◆ **Activity**
Set down, exactly as written, every line from the top of the records below to the line containing "Question. The picture above shows the silhouetted tree.", both ends included, and no others.

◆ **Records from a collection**
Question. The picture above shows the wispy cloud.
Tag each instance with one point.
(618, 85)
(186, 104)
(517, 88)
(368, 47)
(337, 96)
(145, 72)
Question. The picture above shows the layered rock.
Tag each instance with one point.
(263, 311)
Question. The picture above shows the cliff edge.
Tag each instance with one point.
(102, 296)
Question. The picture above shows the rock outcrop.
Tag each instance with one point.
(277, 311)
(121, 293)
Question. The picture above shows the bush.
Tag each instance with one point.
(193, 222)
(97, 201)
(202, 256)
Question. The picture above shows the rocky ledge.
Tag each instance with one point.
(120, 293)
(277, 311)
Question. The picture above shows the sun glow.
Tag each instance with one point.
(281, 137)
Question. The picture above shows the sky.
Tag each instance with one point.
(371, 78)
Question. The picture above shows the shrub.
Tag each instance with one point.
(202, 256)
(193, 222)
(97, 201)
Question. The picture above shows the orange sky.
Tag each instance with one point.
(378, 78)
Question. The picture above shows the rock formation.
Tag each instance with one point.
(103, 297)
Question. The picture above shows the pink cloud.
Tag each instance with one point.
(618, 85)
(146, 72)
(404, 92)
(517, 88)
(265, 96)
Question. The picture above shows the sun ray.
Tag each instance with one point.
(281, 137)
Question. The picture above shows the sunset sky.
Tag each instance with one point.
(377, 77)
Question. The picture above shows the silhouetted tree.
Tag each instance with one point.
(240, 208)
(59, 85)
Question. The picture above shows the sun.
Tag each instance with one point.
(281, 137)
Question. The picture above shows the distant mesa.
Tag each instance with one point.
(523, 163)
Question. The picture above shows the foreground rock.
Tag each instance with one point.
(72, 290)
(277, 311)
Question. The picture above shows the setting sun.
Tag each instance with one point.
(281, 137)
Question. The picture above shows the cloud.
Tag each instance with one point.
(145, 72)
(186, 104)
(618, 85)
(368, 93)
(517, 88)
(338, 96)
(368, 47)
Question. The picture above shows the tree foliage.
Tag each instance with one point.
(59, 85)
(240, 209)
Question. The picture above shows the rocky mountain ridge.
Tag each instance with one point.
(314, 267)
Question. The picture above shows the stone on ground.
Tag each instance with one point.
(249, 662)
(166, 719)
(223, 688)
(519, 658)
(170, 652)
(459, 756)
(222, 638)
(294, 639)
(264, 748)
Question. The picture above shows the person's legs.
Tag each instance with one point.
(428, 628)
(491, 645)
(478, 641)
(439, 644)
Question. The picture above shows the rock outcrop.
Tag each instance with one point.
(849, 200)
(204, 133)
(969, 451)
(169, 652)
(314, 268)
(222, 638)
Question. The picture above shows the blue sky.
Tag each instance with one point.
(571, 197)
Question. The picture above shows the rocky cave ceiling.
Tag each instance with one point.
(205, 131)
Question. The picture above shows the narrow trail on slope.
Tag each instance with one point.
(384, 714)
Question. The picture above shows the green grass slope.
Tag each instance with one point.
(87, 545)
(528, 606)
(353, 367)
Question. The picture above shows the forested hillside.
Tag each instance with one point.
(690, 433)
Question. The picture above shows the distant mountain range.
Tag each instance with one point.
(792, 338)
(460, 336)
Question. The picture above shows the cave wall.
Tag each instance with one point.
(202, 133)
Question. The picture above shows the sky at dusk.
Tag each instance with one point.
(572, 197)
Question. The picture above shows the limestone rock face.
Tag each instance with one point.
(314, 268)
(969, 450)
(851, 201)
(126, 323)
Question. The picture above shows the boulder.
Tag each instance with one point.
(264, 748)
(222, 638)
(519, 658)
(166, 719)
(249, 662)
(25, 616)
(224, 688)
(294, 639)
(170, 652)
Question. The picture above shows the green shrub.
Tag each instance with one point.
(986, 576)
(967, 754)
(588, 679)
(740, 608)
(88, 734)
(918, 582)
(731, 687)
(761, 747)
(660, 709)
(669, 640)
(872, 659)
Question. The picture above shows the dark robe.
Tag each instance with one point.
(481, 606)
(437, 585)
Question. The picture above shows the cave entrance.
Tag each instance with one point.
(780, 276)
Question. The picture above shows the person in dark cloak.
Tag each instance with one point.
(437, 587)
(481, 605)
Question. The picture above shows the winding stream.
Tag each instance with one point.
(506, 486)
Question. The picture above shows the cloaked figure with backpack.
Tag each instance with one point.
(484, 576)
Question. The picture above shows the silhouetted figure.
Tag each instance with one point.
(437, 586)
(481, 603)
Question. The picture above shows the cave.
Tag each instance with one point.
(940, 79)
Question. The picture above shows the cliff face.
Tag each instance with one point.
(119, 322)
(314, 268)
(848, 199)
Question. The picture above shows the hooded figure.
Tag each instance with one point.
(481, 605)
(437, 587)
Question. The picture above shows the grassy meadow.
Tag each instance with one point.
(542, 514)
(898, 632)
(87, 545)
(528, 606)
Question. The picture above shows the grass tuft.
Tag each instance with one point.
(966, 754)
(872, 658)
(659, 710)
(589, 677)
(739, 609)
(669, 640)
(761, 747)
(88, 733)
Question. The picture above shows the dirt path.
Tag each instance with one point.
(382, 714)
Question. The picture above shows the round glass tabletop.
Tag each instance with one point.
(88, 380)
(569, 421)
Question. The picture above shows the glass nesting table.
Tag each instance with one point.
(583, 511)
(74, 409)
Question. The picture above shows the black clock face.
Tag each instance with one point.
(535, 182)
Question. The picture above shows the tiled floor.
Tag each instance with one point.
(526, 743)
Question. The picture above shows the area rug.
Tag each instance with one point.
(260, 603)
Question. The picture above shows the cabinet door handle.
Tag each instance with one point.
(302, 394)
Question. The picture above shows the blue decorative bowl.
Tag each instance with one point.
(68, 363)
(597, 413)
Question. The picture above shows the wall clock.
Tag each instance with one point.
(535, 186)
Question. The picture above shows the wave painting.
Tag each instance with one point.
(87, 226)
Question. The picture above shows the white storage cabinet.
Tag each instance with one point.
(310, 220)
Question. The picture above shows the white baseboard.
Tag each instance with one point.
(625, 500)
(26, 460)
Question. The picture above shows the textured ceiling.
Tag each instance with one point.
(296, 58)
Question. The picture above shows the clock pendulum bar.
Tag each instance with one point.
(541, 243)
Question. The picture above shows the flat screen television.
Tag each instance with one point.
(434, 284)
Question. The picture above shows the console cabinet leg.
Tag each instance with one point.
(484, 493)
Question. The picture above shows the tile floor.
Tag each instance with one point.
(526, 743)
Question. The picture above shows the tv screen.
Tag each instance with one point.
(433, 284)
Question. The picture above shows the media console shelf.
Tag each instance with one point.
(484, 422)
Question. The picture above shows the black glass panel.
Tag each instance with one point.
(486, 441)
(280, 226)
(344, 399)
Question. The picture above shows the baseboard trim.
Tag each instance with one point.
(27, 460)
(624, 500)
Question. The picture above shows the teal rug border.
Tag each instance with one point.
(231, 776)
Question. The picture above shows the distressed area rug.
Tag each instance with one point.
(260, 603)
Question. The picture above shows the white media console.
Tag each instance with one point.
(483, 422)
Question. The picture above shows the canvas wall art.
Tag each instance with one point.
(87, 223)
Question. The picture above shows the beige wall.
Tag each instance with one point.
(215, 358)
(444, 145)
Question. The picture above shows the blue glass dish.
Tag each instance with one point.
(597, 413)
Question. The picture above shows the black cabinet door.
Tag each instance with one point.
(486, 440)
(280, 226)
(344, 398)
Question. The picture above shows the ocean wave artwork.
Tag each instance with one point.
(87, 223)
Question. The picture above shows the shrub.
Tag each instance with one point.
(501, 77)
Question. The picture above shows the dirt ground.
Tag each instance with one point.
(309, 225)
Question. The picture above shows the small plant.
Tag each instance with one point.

◆ **Reply to the exercise**
Question. The picture above shows the wispy cloud.
Tag each instance with one point.
(618, 85)
(186, 104)
(517, 88)
(368, 47)
(337, 96)
(145, 72)
Question. The picture above shows the layered rock.
Tag each instance with one point.
(263, 311)
Question. The picture above shows the cliff edge.
Tag each instance with one point.
(102, 296)
Question. The picture above shows the rock outcrop.
Tag each instance with one point.
(277, 311)
(121, 293)
Question. The picture above shows the bush.
Tag each instance with one point.
(193, 222)
(97, 201)
(202, 256)
Question. The picture above shows the rocky ledge.
Tag each instance with one point.
(120, 293)
(277, 311)
Question. The picture above shows the sun glow.
Tag each instance with one point.
(281, 137)
Question. The picture above shows the sky.
Tag each instance with one point.
(371, 78)
Question. The picture above shows the shrub.
Tag each instance with one point.
(202, 256)
(193, 222)
(97, 201)
Question. The picture above shows the orange sky.
Tag each instance with one point.
(378, 78)
Question. The picture above shows the rock formation.
Tag each instance with one point.
(103, 297)
Question. The picture above shows the pink cloud.
Tag each instance with one point.
(618, 85)
(146, 72)
(404, 92)
(517, 88)
(265, 96)
Question. The picture above shows the sun ray.
Tag each instance with one point.
(281, 137)
Question. The picture above shows the sunset sky.
Tag each instance with one point.
(377, 77)
Question. The picture above shows the silhouetted tree.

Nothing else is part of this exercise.